HOW TO COMPLETE THIS TASK >> Your answer must be an exact copy of every record.

DATA LISTING >>
===============

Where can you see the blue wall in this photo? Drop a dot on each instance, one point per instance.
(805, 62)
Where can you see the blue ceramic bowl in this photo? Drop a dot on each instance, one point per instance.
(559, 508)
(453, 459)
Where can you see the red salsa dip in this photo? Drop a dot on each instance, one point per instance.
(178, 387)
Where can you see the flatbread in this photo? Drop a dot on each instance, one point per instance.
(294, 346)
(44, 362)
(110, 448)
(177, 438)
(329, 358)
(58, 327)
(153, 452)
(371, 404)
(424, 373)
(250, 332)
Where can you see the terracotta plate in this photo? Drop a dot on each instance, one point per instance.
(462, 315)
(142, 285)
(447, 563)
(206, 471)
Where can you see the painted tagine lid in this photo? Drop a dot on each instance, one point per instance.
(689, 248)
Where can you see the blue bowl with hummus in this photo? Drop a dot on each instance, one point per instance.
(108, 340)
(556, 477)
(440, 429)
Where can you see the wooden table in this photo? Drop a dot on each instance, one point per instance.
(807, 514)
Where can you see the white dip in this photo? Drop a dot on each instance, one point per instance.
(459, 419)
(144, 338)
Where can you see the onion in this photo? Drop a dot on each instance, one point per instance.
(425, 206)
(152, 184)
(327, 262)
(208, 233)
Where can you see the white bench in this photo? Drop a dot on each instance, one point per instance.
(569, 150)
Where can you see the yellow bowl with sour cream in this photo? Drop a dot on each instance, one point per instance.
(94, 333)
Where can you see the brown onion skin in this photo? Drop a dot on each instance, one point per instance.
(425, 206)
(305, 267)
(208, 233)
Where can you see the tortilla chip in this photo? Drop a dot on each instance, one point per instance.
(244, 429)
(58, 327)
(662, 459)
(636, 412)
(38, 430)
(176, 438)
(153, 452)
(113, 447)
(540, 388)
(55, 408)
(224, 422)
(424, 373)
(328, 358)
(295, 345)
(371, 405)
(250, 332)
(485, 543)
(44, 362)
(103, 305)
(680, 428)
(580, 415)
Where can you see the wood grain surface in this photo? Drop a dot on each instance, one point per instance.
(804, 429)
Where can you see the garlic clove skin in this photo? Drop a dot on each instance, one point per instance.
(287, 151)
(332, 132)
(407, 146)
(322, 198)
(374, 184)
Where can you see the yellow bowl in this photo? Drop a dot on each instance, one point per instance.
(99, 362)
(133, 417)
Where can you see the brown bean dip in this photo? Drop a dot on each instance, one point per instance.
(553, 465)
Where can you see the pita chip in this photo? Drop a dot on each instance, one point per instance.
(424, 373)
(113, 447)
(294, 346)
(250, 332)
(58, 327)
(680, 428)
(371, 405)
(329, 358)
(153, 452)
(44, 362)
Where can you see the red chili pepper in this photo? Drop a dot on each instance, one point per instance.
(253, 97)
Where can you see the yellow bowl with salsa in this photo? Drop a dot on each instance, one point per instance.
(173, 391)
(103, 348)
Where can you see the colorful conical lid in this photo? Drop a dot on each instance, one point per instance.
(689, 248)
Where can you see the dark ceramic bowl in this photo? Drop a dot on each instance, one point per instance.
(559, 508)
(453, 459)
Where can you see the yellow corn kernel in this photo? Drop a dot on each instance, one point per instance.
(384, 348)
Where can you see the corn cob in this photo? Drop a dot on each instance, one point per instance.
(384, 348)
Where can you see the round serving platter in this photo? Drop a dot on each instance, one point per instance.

===============

TASK OUTPUT >>
Where can you see the blue wall in this photo? Drop a dot on each instance, one point per instance.
(805, 62)
Where can you see the blue ceramic bowl in this photo? Drop a dot on each instance, one point per instance.
(559, 508)
(453, 459)
Where can you see the red salsa dip in this photo? Drop a dot on each instance, one point per instance.
(178, 387)
Where can you see the flatbread in this photo? Drop a dot on each instance, one point per instance.
(294, 346)
(44, 362)
(110, 448)
(177, 438)
(329, 358)
(58, 327)
(153, 452)
(371, 404)
(424, 373)
(250, 332)
Where can you see the terracotta plate in this photo? Drop a dot on each instance, one point per instance.
(462, 315)
(142, 285)
(447, 563)
(206, 471)
Where can you see the painted tagine lid in this photo? Drop a dot on each instance, one point per instance.
(689, 248)
Where can you see the blue bowl with hummus in this photo? Drop a dot on each instance, one point per instance.
(108, 340)
(556, 477)
(440, 429)
Where can you see the wooden table in this photo? Drop a dot on each instance, one point per instance.
(807, 514)
Where can you see the white dip in this photo? Drop a dot on each instance, one point per instance.
(459, 419)
(144, 338)
Where can you see the onion in this photo? Drop a dot on each instance, one point per instance.
(425, 206)
(152, 184)
(327, 262)
(208, 233)
Where can you see the white bench in this photo? Drop a dot on each instance, one point per instance.
(569, 150)
Where can you see the yellow bowl with sour cream in this photo? Drop a dot on each instance, one point per instance.
(94, 333)
Where can you see the brown onion skin in this photo? Drop a dot on each instance, one point per instance.
(425, 206)
(305, 267)
(208, 233)
Where can you see the tortilla chip in this photo? Drop a dot on each instance, one point per instance.
(244, 429)
(58, 327)
(662, 459)
(636, 412)
(38, 430)
(176, 438)
(153, 452)
(113, 447)
(540, 388)
(55, 408)
(224, 422)
(424, 373)
(328, 358)
(295, 345)
(371, 405)
(250, 332)
(485, 543)
(44, 362)
(103, 305)
(680, 428)
(580, 415)
Where can you see the wood grain surface in this photo? Drop a dot on each instance, one point per instance.
(804, 429)
Where can you see the garlic clove skin in this photo? Drop a dot on each instance, one point per instance.
(287, 151)
(332, 132)
(407, 146)
(322, 198)
(374, 184)
Where can you see the yellow bowl in this photo? Drop a dot on each instance, one point per instance.
(99, 362)
(133, 417)
Where can you see the brown bean dip in this photo? Drop a dot on each instance, one point per instance.
(553, 465)
Where can you see the pita chip in this photo? Drop a dot on each instance, one point per instance.
(424, 373)
(113, 447)
(294, 346)
(250, 332)
(58, 327)
(680, 428)
(371, 405)
(329, 358)
(153, 452)
(44, 362)
Where can you see the red chili pepper in this photo? Drop a dot on each instance, one point per instance.
(253, 97)
Where can you see the yellow bowl with salsa in this photo? Drop a dot on each instance, one point per instance.
(173, 391)
(103, 348)
Where can you see the colorful conical lid in this photo? Drop a dot on each instance, one point per instance.
(689, 248)
Where can you see the dark ceramic bowl in this photo? Drop a dot on each instance, one point per instance.
(559, 508)
(453, 459)
Where can you see the yellow corn kernel in this photo? Drop a dot on each instance, one point per instance.
(384, 348)
Where can you see the corn cob in this photo? Drop a dot on each instance, one point per instance.
(384, 348)
Where can you see the round serving platter in this photo? Drop a dot on each instance, one point per instance.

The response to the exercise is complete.